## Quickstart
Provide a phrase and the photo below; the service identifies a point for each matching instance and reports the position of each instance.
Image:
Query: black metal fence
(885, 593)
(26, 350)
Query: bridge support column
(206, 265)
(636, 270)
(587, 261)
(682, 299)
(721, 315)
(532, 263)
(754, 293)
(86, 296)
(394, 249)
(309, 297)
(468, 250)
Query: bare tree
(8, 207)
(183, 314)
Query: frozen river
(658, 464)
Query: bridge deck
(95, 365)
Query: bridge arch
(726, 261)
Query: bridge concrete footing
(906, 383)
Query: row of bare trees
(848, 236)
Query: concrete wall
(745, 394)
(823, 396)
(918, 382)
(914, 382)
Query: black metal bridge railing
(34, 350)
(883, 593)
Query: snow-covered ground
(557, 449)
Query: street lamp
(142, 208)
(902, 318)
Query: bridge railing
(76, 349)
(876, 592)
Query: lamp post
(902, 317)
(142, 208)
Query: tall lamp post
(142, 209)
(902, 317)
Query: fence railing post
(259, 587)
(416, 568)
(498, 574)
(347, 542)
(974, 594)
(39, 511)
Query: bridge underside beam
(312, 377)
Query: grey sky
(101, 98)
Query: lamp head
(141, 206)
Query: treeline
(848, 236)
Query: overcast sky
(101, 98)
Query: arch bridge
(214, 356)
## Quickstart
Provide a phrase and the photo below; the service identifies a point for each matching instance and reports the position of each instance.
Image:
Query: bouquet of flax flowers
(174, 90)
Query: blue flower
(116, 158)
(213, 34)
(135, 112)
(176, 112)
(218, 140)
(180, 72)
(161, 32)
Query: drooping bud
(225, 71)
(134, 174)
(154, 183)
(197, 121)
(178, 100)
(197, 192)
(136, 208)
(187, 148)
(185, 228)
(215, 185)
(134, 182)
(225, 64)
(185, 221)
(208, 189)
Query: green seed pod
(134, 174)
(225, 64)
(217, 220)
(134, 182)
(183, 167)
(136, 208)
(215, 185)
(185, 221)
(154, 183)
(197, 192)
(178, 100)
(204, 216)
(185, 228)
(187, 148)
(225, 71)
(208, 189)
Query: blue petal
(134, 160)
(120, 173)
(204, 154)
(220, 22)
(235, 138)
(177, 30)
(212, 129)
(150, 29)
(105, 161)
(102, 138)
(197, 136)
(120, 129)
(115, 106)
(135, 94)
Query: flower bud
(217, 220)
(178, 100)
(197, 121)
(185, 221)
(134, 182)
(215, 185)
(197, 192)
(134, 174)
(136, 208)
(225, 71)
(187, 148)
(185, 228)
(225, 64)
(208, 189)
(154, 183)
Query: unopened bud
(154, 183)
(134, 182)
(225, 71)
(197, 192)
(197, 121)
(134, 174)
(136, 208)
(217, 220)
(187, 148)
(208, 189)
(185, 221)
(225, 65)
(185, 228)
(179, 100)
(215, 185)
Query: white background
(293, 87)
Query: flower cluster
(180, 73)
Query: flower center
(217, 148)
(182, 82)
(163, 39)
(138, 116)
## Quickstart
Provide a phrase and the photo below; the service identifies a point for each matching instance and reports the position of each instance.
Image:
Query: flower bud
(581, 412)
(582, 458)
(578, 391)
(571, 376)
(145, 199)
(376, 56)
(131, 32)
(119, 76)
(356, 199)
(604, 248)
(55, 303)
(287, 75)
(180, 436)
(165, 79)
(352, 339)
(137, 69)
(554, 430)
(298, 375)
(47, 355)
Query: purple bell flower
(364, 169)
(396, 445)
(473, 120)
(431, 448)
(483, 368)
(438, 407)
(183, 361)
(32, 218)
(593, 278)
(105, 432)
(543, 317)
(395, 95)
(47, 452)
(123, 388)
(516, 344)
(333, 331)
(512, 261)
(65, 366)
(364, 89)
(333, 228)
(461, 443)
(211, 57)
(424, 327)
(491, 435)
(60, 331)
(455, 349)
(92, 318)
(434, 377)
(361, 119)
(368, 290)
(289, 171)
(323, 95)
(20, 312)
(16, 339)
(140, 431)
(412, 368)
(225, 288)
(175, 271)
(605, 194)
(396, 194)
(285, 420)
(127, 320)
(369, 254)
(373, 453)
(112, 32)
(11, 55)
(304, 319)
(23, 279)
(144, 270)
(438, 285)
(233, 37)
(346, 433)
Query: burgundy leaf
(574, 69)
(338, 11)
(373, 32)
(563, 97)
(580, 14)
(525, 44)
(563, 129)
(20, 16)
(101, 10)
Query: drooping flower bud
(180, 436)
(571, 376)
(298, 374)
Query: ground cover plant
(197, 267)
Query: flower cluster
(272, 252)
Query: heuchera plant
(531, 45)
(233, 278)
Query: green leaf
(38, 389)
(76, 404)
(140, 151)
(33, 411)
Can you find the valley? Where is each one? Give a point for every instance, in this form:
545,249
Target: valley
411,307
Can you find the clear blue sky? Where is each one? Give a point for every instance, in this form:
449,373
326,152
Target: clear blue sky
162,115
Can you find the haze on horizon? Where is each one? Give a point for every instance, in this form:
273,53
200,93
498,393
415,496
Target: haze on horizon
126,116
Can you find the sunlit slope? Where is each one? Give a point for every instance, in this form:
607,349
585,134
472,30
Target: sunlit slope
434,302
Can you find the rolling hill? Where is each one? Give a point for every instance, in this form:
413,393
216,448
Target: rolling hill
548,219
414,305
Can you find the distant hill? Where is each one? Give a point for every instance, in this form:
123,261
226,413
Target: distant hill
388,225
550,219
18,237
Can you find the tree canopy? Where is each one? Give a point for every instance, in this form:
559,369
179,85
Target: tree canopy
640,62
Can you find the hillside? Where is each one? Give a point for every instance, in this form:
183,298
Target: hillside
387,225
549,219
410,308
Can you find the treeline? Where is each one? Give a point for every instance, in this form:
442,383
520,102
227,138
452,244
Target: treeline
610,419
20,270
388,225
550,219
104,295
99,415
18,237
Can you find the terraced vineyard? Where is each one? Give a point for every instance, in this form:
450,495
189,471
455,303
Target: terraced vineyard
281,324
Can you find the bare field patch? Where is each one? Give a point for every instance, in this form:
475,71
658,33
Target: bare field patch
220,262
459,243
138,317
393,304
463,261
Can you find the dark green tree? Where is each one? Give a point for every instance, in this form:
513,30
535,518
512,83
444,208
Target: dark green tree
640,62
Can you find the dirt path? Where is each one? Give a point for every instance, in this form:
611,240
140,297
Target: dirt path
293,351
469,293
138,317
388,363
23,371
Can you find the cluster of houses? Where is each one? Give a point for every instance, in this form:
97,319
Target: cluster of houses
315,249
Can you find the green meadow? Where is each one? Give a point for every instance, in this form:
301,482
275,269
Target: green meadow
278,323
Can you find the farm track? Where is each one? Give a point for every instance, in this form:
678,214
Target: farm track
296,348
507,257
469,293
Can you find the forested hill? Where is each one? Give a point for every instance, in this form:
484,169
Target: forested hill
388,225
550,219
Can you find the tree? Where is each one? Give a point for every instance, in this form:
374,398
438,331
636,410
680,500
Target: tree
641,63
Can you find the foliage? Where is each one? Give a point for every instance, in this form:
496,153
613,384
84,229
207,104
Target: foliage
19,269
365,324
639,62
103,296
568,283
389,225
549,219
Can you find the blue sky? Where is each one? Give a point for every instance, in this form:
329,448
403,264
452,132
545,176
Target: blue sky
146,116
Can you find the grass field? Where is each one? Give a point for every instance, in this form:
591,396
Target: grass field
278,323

• • • • • • •

§ TO DO
Reproduce the line containing "Target: foliage" and every line after it. Stop at the last line of the records, and add nothing.

§ SOLUTION BELOW
Target: foliage
19,269
365,324
639,62
103,296
568,283
389,225
549,219
Can you find the blue sky? Where is each one? Give a point for every instance, in this form:
329,448
403,264
452,132
545,176
Target: blue sky
146,116
Can you find the grass field? Where is each one? Give a point for every instance, in this form:
591,396
Target: grass field
278,323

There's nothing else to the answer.